Exercise set
- a) Using the Span-1 and Ypan-1 passage, decide whether each statement agrees with it. Answer yes or no for each and quote the deciding words. (i) Span-1 usually stained the basal aspect of the epithelial cells. (ii) Ypan-1 staining appeared mainly in the mucus of goblet cells. (iii) Span-1 and Ypan-1 expression rates were similar between IM types I and II.
- b) According to the Span-1 and Ypan-1 passage, which normal adult or fetal mucosa was strongly stained for both antigens?
- c) Please extract the part of the Span-1 and Ypan-1 passage between "When the IM" and "in mild IM.", inclusive.

Quoted passage
Segment Open

Histological type | n | Span-1 (%) | Ypan-1 (%) |
WMDAC | 41 | 35 (85.4) | 29 (70.7) |
PDAC | 37 | 12 (48.6)b | 17 (45.9) |
SRCC | 15 | 12 (80.0) | 13 (86.7) |
MAC | 17 | 15 (88.2) | 13 (76.5) |
The Span-1 antibody stained the apical aspect of the epithelial cells; the basal aspect was usually not stained (Figure 2). Ypan-1 staining was found mainly in the mucus of goblet cells (Figure 3). The staining rates are shown in Table 2. The expression rate of Span-1 in the IM with CSG specimens was significantly lower than the rate in the dysplasia specimens and the IM with CAG specimens. The differences in Span-1 staining among the dysplasia, IM with GC, IM with CAG and IM with GU specimens were not significant. The only significant difference in Ypan-1 staining was a higher rate in dysplasia than in IM with CSG.
When the IM specimens were classified into types I (n = 156), II (n = 82) and III (n = 105), based on mucin and histological parameters, the expression rates of both antigens in type III IM were significantly higher than the rates in types I and II. The expression rates of both Span-1 and Ypan-1 were similar between IM types I and II (Table 3).
The expression of both Span-1 and Ypan-1 in different grades of IM is shown in Table 4. There were significant differences in Span-1 expression between the mild, moderate and severe grades of IM. In addition, the Ypan-1 expression rates in severe and moderate IM were significantly higher than the rate in mild IM.
The expression of both Span-1 and Ypan-1 in normal adult and fetal gastric, intestinal and colonic mucosa was essentially negative or occasionally weak, except for fetal intestinal mucosa which was strongly stained (90.0%, 60.0%) for both antigens (Table 5).

Segment Closed

Data under study

Segment Open

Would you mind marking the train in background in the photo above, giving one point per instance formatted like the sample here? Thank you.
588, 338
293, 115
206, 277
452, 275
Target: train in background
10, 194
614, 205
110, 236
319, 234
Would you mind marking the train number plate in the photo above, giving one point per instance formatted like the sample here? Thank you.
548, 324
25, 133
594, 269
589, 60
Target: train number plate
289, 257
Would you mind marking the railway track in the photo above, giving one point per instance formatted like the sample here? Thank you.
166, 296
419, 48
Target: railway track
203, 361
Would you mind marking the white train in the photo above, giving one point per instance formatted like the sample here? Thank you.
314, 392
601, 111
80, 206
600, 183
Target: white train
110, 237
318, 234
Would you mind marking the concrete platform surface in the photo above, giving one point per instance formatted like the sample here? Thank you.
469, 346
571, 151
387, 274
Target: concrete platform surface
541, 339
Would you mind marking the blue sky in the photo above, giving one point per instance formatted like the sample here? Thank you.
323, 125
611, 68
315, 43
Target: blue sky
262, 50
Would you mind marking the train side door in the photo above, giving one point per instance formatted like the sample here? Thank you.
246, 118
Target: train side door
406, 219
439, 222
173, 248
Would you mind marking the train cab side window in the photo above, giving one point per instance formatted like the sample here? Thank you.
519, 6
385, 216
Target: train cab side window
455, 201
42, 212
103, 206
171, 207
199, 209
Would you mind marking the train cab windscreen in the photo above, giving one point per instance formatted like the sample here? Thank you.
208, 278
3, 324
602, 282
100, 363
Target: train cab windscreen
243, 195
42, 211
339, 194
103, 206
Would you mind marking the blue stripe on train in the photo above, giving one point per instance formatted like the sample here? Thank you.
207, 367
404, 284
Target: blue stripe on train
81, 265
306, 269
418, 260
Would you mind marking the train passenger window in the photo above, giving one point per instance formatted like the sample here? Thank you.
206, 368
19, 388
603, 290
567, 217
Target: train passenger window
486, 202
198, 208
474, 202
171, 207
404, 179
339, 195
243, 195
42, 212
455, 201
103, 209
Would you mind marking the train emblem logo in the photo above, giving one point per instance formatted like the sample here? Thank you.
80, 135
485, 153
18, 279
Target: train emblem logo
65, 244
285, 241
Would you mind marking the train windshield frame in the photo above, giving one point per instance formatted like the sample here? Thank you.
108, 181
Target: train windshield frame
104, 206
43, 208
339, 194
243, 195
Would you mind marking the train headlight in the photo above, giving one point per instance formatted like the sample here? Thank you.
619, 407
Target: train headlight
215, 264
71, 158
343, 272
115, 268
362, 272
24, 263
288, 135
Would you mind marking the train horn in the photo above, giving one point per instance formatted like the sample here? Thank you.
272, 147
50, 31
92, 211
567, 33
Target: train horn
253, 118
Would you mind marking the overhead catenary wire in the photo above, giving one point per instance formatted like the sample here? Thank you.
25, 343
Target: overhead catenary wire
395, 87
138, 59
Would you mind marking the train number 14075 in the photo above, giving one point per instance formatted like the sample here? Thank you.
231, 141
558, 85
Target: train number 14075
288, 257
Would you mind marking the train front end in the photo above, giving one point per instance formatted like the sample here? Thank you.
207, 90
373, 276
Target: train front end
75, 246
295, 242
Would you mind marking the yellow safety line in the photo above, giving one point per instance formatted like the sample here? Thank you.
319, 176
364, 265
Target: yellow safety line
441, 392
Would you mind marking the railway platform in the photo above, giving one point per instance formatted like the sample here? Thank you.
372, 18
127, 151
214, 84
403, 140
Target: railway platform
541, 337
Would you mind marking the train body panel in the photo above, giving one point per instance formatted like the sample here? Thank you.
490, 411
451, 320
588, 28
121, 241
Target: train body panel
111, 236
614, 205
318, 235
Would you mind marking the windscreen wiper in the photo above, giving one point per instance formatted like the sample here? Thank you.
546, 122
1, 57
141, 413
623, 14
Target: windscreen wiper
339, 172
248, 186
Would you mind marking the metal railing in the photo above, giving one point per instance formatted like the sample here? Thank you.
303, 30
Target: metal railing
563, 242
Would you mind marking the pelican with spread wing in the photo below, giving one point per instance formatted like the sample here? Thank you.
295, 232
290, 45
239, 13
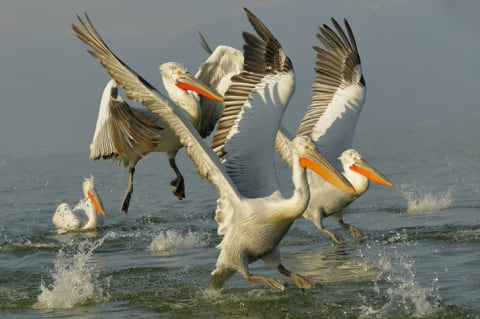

Segment Closed

Problem solutions
- a)
(i) No: "the basal aspect was usually not stained"
(ii) Yes: "Ypan-1 staining was found mainly in the mucus of goblet cells"
(iii) Yes: "The expression rates of both Span-1 and Ypan-1 were similar between IM types I and II"

- b) Fetal intestinal mucosa.

- c)
When the IM specimens were classified into types I (n = 156), II (n = 82) and III (n = 105), based on mucin and histological parameters, the expression rates of both antigens in type III IM were significantly higher than the rates in types I and II. The expression rates of both Span-1 and Ypan-1 were similar between IM types I and II (Table 3).
The expression of both Span-1 and Ypan-1 in different grades of IM is shown in Table 4. There were significant differences in Span-1 expression between the mild, moderate and severe grades of IM. In addition, the Ypan-1 expression rates in severe and moderate IM were significantly higher than the rate in mild IM.